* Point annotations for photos
....
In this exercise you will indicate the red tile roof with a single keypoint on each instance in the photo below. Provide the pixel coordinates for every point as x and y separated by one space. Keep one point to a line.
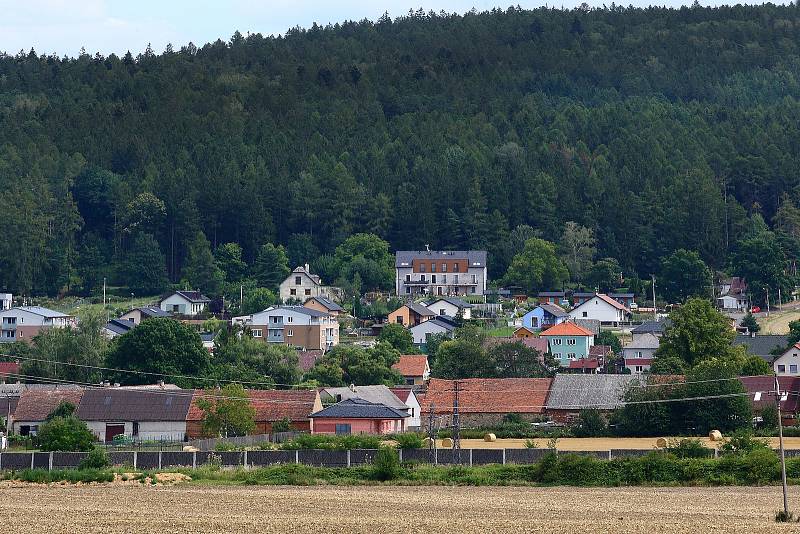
270 404
36 405
584 363
411 365
567 328
7 368
488 395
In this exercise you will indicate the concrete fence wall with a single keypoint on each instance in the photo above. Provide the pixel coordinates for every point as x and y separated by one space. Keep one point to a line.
142 460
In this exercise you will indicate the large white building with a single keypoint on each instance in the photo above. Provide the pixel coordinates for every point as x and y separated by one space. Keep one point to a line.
440 273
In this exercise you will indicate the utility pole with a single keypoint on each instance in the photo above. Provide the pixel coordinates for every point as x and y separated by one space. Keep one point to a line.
655 310
778 397
432 435
456 424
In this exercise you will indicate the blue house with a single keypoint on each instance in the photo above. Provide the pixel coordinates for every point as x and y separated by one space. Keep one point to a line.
544 316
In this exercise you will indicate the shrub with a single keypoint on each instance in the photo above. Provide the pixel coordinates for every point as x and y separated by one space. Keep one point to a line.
96 459
409 440
689 448
65 434
386 465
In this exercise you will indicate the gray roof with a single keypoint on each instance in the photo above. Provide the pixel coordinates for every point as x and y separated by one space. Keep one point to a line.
653 327
762 345
357 408
328 303
552 309
119 326
475 258
114 404
458 303
575 392
420 309
379 394
39 310
644 341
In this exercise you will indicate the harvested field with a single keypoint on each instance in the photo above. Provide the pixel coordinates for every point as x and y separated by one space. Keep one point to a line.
189 508
597 444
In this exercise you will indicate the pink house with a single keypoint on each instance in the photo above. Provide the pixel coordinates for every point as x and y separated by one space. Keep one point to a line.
357 416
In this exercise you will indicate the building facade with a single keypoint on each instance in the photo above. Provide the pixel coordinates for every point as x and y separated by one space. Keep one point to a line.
24 322
440 273
295 326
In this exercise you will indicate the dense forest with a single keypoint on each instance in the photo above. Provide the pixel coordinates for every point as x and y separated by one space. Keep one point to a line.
655 129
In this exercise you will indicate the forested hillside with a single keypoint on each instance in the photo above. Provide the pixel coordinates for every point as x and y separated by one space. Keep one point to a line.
658 129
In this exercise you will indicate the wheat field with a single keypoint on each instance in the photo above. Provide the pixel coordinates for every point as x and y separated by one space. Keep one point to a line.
197 509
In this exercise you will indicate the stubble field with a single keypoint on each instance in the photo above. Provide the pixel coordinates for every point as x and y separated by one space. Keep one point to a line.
191 508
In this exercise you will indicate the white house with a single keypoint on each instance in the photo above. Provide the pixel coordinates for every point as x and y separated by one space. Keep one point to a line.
24 322
423 331
450 306
137 413
189 303
601 308
788 363
301 285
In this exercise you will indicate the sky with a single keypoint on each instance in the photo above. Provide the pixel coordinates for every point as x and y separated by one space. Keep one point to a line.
116 26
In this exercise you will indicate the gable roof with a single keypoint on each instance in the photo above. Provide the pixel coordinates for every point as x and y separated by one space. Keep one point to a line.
36 404
488 395
567 328
652 327
644 341
419 309
475 258
116 404
575 392
327 303
411 365
458 303
269 404
379 394
762 345
553 309
357 408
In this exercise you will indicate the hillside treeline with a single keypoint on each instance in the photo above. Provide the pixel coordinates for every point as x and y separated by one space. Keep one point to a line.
658 129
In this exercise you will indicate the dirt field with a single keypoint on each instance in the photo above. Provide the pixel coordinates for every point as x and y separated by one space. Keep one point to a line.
596 444
392 509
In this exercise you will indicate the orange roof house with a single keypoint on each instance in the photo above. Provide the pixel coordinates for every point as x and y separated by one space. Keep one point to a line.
414 368
487 400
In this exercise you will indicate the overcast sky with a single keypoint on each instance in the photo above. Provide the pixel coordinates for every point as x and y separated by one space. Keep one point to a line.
106 26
....
* What you have to do
Except for the pictures, copy every line of the records above exactly.

* Exercise output
In this exercise you will indicate the red tile roof with a single keypoint on each instance in the photo below. Provide the pixel coordinates for every point as x and y separated by one space. Keep one point to a line.
270 404
36 405
584 363
411 365
567 328
7 368
488 395
In this exercise you will indicate the concrete fence wall with a single keypoint on each instance in the photo above. Provide the pixel coordinates for every point as x and y separated by one space. Keep one point to a line.
142 460
In this exercise you will indicate the large white building with a single keypoint on each instance in the photo above. Provide the pixel coordinates for every point as x and y separated by one space. Keep one point to a line.
440 273
In this exercise you will indicate the utility pole with a single keypoint on each instance in the photo above. Provide the pixel coordinates for every point as x and y separated by one space. Keep one point to a line.
655 310
778 397
432 435
456 424
In this exercise you will indicate the blue house with a single keypoint on each instance in the photo above. Provide the pixel coordinates for every point as x and y separated by one space. Keep one point to a line.
544 316
In this exercise you will indicate the shrub with a single keypoint on each instance in the photo above. Provide the pixel coordinates for every point as x and y separated by one space. Keep one point to a line.
96 459
409 440
689 448
65 434
386 465
In this exercise you will indicate the gray roof with a single keypoint on each instance in the photo above. Provide the pixel coordinates for every point as x and y separated by one space. Keep one point to a line.
653 327
762 345
357 408
328 303
552 309
119 326
475 258
114 404
458 303
575 392
420 309
379 394
39 310
644 341
In this exercise you will indicate the harvested field with a single keypoint on each instance in the photo above. Provide the pixel coordinates for every point as x and y separated by one space. Keep one point to a line.
189 508
597 444
In this exercise you will indicate the pink house with a single keypoint on each instance in the photo above. Provide the pixel coordinates for every point as x and y separated by one space. Keep one point to a line.
357 416
In this exercise you will indicate the building facade with a single keypoint on each instance in the photo above. Provide the pixel coordinates for every point as x and y separated by one space. Keep one point to a line.
24 322
440 273
295 326
In this exercise you will indicate the dense forest with a single keypoint on each instance in the photo above. Provide the pixel coordinates for every point as x and y separated by one space. Keep one point to a line.
655 129
In this exercise you will indicate the forested hillside with a single keypoint on each instance in the photo above. Provide the pixel coordinates for every point as x and y separated by one space. Keep one point to a line.
658 129
In this exercise you will indicate the wheat field with a single keypoint on each instance in the photo above. Provide the pixel coordinates for every point as x and y separated by one space. Keep one point to a line.
197 509
In this exercise you will indicate the stubble field with a single keypoint on each instance in the photo above. Provide the pixel coordinates for every point as x and y separated by one space. Keep one point to a line.
191 508
In this exercise you will indicate the white house with a single keypoint on each instance in the photo above. Provide the pixel coordinates for every point as x and y separated by one space. Keep one point to a line.
24 322
423 331
450 306
137 413
189 303
601 308
788 363
301 285
In this exercise you will indicate the sky with a single keypoint on each instance in the photo above. Provide the pixel coordinates for every point as x and y separated by one space. Keep one point to a line.
116 26
In this exercise you will indicate the gable roof with a single keypoint on each instance in the photo above. Provide the pixel coordinates for every point as x and y separated by one space. Keep one point to a line.
36 404
488 395
567 328
652 327
644 341
419 309
475 258
116 404
575 392
327 303
411 365
458 303
269 404
379 394
762 345
553 309
357 408
In this exercise you will indicate the hillside treeline with a single keypoint on each instance in the photo above. Provide the pixel coordinates for every point as x and y separated by one space. Keep one point to a line.
658 129
In this exercise you will indicate the dirt field with a single keypoint on each instance in the photo above. Provide the pixel coordinates for every point as x and y separated by one space. Keep one point to a line.
596 444
392 509
In this exercise you will indicate the orange roof house with a single keypoint on each instance in the photo above. Provide the pixel coordinates for every point as x and y separated by one space. Keep one point to a line.
414 368
487 400
In this exercise you will indicate the overcast sky with a single keypoint on each instance in the photo above. Provide the pixel coordinates for every point as x and y separated by one space. Keep one point to a line.
106 26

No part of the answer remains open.